#### GOAL:
Copy every line of the listing exactly.
— BEGIN —
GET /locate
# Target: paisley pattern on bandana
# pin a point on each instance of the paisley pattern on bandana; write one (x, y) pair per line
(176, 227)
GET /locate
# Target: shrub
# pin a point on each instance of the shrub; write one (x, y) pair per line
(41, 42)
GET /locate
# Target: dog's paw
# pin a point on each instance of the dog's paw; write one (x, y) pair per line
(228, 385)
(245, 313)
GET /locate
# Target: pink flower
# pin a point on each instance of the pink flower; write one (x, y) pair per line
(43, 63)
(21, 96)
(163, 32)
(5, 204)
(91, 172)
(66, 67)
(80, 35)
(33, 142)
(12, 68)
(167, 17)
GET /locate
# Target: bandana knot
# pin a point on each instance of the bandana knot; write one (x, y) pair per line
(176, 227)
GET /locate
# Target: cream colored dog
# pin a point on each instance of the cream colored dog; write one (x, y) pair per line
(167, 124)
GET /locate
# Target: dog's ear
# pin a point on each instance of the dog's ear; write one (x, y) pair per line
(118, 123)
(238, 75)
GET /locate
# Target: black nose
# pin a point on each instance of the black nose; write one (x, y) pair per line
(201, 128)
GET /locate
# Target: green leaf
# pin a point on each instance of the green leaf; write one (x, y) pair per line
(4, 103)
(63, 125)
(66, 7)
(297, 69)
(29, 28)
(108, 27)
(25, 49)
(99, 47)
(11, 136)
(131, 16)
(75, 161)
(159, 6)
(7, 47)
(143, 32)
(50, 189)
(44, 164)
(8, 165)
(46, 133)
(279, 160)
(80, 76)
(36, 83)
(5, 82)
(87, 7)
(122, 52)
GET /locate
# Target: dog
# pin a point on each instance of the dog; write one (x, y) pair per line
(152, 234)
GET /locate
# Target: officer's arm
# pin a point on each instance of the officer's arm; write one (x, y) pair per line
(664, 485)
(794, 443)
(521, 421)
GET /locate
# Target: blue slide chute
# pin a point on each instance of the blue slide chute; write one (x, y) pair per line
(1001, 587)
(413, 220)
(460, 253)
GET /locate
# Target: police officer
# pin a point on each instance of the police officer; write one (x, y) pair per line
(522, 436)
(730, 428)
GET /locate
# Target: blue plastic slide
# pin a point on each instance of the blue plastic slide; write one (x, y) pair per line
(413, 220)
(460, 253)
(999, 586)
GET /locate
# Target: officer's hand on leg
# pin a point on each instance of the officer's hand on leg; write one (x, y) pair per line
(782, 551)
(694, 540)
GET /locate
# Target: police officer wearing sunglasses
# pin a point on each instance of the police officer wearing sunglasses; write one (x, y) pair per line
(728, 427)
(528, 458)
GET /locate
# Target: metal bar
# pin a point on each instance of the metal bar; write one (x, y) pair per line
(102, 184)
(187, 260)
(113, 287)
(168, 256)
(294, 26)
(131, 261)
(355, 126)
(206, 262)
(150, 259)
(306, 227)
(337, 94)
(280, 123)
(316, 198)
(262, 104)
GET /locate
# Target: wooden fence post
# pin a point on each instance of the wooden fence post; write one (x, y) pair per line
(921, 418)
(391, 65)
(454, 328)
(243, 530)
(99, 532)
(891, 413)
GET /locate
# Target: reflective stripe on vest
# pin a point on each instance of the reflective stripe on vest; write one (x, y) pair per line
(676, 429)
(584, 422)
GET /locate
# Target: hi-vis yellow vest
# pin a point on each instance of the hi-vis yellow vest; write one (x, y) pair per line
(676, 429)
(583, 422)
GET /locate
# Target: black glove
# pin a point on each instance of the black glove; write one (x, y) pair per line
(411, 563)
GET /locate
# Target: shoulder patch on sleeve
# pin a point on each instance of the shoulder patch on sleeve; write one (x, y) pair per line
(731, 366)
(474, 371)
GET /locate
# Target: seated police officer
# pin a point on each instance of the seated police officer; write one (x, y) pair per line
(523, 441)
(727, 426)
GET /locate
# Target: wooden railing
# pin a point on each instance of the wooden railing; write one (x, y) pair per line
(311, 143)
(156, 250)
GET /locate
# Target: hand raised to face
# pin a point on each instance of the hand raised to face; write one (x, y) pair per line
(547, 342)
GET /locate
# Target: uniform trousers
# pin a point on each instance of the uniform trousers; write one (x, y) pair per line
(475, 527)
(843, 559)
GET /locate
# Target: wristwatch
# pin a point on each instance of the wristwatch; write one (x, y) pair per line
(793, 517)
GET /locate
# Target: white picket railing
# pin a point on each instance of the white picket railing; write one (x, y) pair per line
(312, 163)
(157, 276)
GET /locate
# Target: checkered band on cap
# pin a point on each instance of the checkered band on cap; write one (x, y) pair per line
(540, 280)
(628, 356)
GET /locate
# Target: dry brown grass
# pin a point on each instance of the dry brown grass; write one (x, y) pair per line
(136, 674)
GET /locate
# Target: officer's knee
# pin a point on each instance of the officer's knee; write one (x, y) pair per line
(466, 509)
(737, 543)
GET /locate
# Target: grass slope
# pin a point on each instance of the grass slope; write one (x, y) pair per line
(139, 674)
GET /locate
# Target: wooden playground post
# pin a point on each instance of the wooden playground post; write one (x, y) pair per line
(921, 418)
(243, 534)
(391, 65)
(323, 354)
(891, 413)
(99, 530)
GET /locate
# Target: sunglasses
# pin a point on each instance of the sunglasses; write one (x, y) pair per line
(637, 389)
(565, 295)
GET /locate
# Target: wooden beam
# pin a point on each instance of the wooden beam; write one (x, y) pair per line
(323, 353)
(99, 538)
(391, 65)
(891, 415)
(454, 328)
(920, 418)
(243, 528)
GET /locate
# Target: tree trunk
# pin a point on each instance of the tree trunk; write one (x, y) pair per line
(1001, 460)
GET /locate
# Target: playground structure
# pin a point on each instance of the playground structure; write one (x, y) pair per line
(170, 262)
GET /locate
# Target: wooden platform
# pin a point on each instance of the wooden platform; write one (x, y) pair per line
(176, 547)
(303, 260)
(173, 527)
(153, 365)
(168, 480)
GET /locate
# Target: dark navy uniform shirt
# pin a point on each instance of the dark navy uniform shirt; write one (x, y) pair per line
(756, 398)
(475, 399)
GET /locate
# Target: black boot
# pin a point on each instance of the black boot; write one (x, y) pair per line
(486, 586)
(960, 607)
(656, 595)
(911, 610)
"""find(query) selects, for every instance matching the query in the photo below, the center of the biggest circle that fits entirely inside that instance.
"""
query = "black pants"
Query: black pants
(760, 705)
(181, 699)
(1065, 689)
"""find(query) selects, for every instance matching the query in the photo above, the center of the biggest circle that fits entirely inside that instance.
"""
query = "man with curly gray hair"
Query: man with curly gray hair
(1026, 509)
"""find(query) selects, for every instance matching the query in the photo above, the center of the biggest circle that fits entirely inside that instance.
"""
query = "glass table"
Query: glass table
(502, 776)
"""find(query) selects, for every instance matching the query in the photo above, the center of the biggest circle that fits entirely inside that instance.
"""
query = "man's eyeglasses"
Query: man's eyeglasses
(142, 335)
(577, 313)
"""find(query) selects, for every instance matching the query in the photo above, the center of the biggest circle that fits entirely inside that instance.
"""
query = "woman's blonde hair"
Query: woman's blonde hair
— END —
#### ANSWER FOR THE TASK:
GET /locate
# Target: paisley pattern on bandana
# pin a point on each instance of the paisley pattern on bandana; write one (x, y) pair per line
(176, 227)
GET /locate
# Target: shrub
# pin a point on each instance of the shrub; write one (x, y) pair per line
(41, 42)
GET /locate
# Target: dog's paw
# pin a point on each instance of the dog's paw; write one (x, y) pair per line
(228, 385)
(245, 313)
GET /locate
# Target: pink flower
# pin a point on each instance of the pink flower; write one (x, y) pair per line
(43, 63)
(21, 96)
(163, 32)
(5, 204)
(91, 172)
(66, 67)
(80, 35)
(33, 142)
(12, 68)
(167, 17)
GET /locate
# Target: bandana knot
# pin a point on each instance of the bandana knot; write one (x, y) pair per line
(176, 227)
GET /locate
# Target: cream colored dog
# pin a point on each instance of the cream colored dog; write one (x, y) pair per line
(167, 124)
GET /locate
# Target: dog's ear
# pin a point on each instance of the dog's ear; write one (x, y) pair per line
(118, 123)
(238, 75)
GET /locate
# Target: black nose
# pin a point on each instance of the black nose; write one (x, y) pair per line
(201, 128)
GET /locate
# Target: green leaf
# pin a point on each instance of the green leaf; write one (x, y) pair per line
(4, 103)
(63, 125)
(66, 7)
(297, 69)
(29, 28)
(108, 27)
(25, 49)
(99, 47)
(11, 136)
(131, 16)
(75, 161)
(159, 6)
(7, 47)
(143, 32)
(50, 189)
(44, 164)
(8, 165)
(46, 133)
(279, 160)
(80, 76)
(36, 83)
(5, 82)
(87, 7)
(122, 52)
GET /locate
# Target: dog
# pin a point on each instance of the dog; write one (x, y) pair per line
(152, 234)
GET /locate
# Target: officer's arm
# pin a point on each instance of the officer's arm; write one (x, y) pair per line
(664, 485)
(794, 443)
(521, 421)
GET /locate
# Target: blue slide chute
# pin a point on each instance of the blue slide chute; write one (x, y) pair per line
(1001, 587)
(413, 220)
(460, 253)
GET /locate
# Target: police officer
# pin a point on each instance of the police officer; write one (x, y) pair per line
(522, 436)
(730, 428)
GET /locate
# Target: blue plastic slide
# pin a point on each instance of the blue plastic slide; write one (x, y) pair per line
(413, 220)
(460, 253)
(999, 586)
GET /locate
# Target: officer's hand on leg
# pin a point on each instance of the officer's hand on leg; write one (x, y) pair per line
(782, 551)
(694, 540)
GET /locate
# Target: police officer wearing sunglasses
# pin a point on each instance of the police officer wearing sunglasses; write one (x, y) pair per line
(728, 427)
(528, 458)
GET /locate
# Target: metal bar
# pin a point on each instance of the metal bar; write one (x, y) pair per line
(102, 184)
(187, 260)
(113, 287)
(168, 256)
(294, 26)
(131, 261)
(355, 126)
(206, 262)
(150, 259)
(306, 227)
(337, 94)
(280, 123)
(316, 198)
(262, 104)
GET /locate
# Target: wooden fence post
# pin a point on each instance of the wooden fence post; write one (x, y) pair per line
(921, 418)
(391, 65)
(454, 328)
(243, 530)
(99, 532)
(891, 413)
GET /locate
# Target: reflective stripe on vest
# pin a point on each instance of the reflective stripe on vest; write one (x, y) pair per line
(676, 429)
(584, 422)
GET /locate
# Target: hi-vis yellow vest
# pin a point on each instance of the hi-vis yellow vest; write one (x, y) pair per line
(676, 429)
(583, 422)
GET /locate
# Target: black glove
# pin a point on each instance of the black glove; write one (x, y) pair per line
(411, 563)
GET /locate
# Target: shoulder patch on sleeve
# pin a point on each instance of the shoulder patch on sleeve; write one (x, y) pair per line
(731, 366)
(474, 371)
GET /locate
# Target: seated police officer
# pin a point on each instance of the seated police officer; write one (x, y) pair per line
(523, 441)
(727, 426)
GET /locate
# Target: wooden railing
# pin a point on each instance of the wooden railing; write one (x, y) pair per line
(311, 143)
(156, 250)
GET /locate
# Target: hand raised to face
# pin a point on each instance of the hand raised to face; write one (x, y) pair per line
(547, 342)
GET /locate
# Target: uniform trousers
# pin a point on each instance of the uniform trousers; write one (x, y) pair per line
(475, 527)
(843, 559)
GET /locate
# Target: wristwatch
# pin a point on each instance of the wristwatch; write one (x, y) pair per line
(793, 517)
GET /locate
# Target: white picket railing
# pin a point on each instance of the white picket railing; write one (x, y) pair per line
(312, 163)
(157, 276)
GET /locate
# Target: checkered band on cap
# pin a point on each instance of the checkered band on cap; write one (x, y) pair per line
(540, 280)
(628, 356)
GET /locate
# Target: dry brown grass
# pin a point on each instance of the dry brown grass; write one (x, y) pair per line
(136, 674)
GET /locate
# Target: officer's knee
# pin a point on each instance of the officer's knee; write one (x, y) pair per line
(466, 509)
(737, 543)
GET /locate
# Target: grass slope
# pin a point on each instance of the grass slope; write one (x, y) pair per line
(139, 674)
GET /locate
# Target: wooden playground post
# pin a point on each instance of the wooden playground post; write one (x, y) pair per line
(921, 418)
(243, 534)
(391, 65)
(323, 354)
(891, 413)
(99, 530)
GET /locate
# Target: sunglasses
# pin a point on each instance of the sunglasses; write one (x, y) pair per line
(637, 389)
(565, 295)
GET /locate
# Target: wooden beam
# pin a point on each instance of the wooden beam; write one (x, y) pair per line
(323, 353)
(99, 538)
(391, 65)
(891, 415)
(454, 328)
(920, 418)
(243, 528)
GET /locate
# Target: tree trunk
# pin a point on each instance of the tree trunk; write one (x, y) pair per line
(1001, 460)
GET /locate
# Target: playground structure
# pin a point on each instance of the playground structure; write one (x, y) pair per line
(170, 262)
GET /locate
# Target: wooden platform
# pin a point on each instance of the wooden platform; write one (x, y) pair per line
(176, 547)
(303, 260)
(173, 527)
(153, 365)
(168, 480)
GET /locate
# Target: dark navy uniform shirt
# pin a point on each instance of the dark navy uniform shirt; write one (x, y) pair per line
(756, 398)
(475, 399)
GET /locate
# Target: black boot
# pin a point on each instance of the black boot; write one (x, y) pair per line
(486, 586)
(960, 607)
(656, 595)
(911, 610)
"""find(query) selects, for every instance matching the query in the photo below, the center of the biggest circle that fits entirely inside that instance.
"""
query = "black pants"
Query: black pants
(760, 705)
(181, 699)
(1065, 689)
"""find(query) selects, for every instance matching the query in the photo above, the center of the biggest circle that fits entirely inside that instance.
"""
query = "man with curly gray hair"
Query: man with curly gray hair
(1026, 509)
"""find(query) selects, for every instance matching the query in the photo above, the center of the biggest circle that fits entirely inside that instance.
"""
query = "glass table"
Query: glass table
(502, 776)
"""find(query) selects, for every instance matching the query in the photo above, the center of the biggest circle that fits entirely inside that instance.
"""
query = "man's eyeglasses"
Query: man's eyeglasses
(142, 335)
(577, 313)
"""find(query) selects, for every instance matching the query in the photo above, the center of the biggest circle that fits entirely inside that instance.
"""
query = "woman's blonde hair"
Query: woman's blonde hair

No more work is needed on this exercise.